▶ **TEKS BACAAN**
“Sudah
siap ngajar?”
Tanya
salah seorang guru waktu kami awal-awal menjejakkan kaki di tempat ini. Kami
–aku dan temanku, Imah- meringis.
“Siap
nggak siap pokoknya harus siap ya.” Lanjut beliau dan kami mengaamiini sembari
memeriksa degup jantung yang berdetak lebih kencang saat kata “ngajar” itu
mampir ke telinga kami. Iya, meskipun sudah latihan di ruang mikro
berkali-kali; perasaan itu selalu hadir. Perasaan cemas, takut, was-was, penuh
harap, dan lain sebagainya.
Murid-murid di
sana nanti, gimana ya?
Mereka bisa
paham penjelasanku nggak ya?
“Di
sini itu yang penting manajemen kelasnya, Mbak. Anak-anaknya memang seperti
ini. Jika sudah bisa mengendalikan anak-anak dan kelas, Ilmu akan gampang
diserap.”
Ah iya. Ini bukan SMA Kota, di mana
murid-muridnya kebanyakan antusias untuk belajar dan bersemangat untuk turut
aktif dalam pembelajaran. Apalagi, tahun ini kami harus menerapkan kurikulum
2013 yang mengharuskan siswa lebih aktif daripada gurunya. Iya, sebab siswa
adalah subjek sentral pendidikan ini.
***
Berdasarkan testimoni teman-temanku
yang sudah terlebih dahulu melangkahkan kakinya ke kelas; rata-rata mengeluhkan
hal yang sama: Siswanya susah diatur. Banyak yang celelekan dan ramai sendiri.
“Kalau
ada gurunya mah, agak tenang dan kita bisa njelasin di depan. Kalau nggak..
wah..” salah seorang berpendapat.
“Kelas
itu tu.. masya Allah.. pingin nangis rasanya.” Sahut yang lainnya.

▶ **TUGAS ANDA**
Lanjutkan kisah di atas tentang persiapan mengajar pertama kali, dimulai setelah kalimat terakhirnya.

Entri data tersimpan
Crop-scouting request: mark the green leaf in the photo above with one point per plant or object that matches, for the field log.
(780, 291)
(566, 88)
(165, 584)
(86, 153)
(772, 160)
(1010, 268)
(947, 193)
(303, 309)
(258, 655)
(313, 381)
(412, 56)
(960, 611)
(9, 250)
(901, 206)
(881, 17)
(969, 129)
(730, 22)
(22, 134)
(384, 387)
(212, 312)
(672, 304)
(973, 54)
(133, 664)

▶ **JAWABAN**
Pikiranku
langsung melayang ke sebuah drama korea tentang pendidikan yang dulu pernah
kutonton dengan teman-teman kos; SMA Byung Moon (agak lupa namanya), dalam God
of Study dimana murid-muridnya masya Allah sulit datur. Guru saja dibantah, lah
mahasiswa PPL? Bisa jadi objek sasaran bully
mereka. Oh tidak-tidak, SMA ini lebih baik. Muridnya baik-baik kok, aku
menenangkan diri.
***
Rabu, 13
Agustus 2014
Hari
itu, pertama kali aku masuk ke kelas untuk mengajar. Entah sudah tertulis di
lauhul mahfuz atau apa, aku kebagian mengajar kelas X di 3 jam terakhir
sekaligus, jam 11.15 hingga 14.00 WIB. Kebayang? Sudah fisika, siang-siang
pula.
“Ngantuk,
kiii..” kata beberapa teman saat kutanyai apa perasaan mereka saat diajar
fisika di jam terakhir.
Aku
menenangkan diri: kau pasti bisa, Ki! Now your turn, buktikan!
Berbekal
RPP yang sudah kurancang sebaik-baiknya; apersepsi motivasi yang sudah
kubayangkan akan berjalan lancar, dengan percaya diri aku melangkahkan kaki ke
kelas X MIA 3. Pokoknya aku akan meneriakkan pada mereka bahwa Fisika itu
AMAZING! :D
Bu Yayuk, mana
ya?
Jam
sudah menunjukkan jam 11.15 namun guru pembimbingku belum kunjung datang di
kelas. Akhirnya aku memasuki kelas. Seorang diri.
Suasana
gaduh. Laki-laki dan perempuan; sama-sama sedang bercakap. Dan kau tahu? Itu
ramai sekali.
“Ngopo,
mbak?” salah seorang anak laki-laki melihat ke arahku. Aku meringis.
“Fisika
yo, mbak?”
Berdehem
berkali-kali, mereka tak kunjung memperhatikan. Akhirnya aku memaksimalkan
volume suaraku dan memulai untuk menyapa mereka.
EHEM!
“Bismillah.
Assalamu’alaykum warahmatullahi wa barakatuh.”
Kelas
hening, ada yang menjawab salam lirih-lirih.
“Ehm.
Perkenalkan, nama saya Rizki Ageng Mardikawati, mahasiswa pendidikan fisika
Universitas Negeri Yogyakarta. Insya Allah hingga 17 september, saya akan
membersamai temen-temen semua belajar fisika. Bisa dipanggil mbak Ageng.”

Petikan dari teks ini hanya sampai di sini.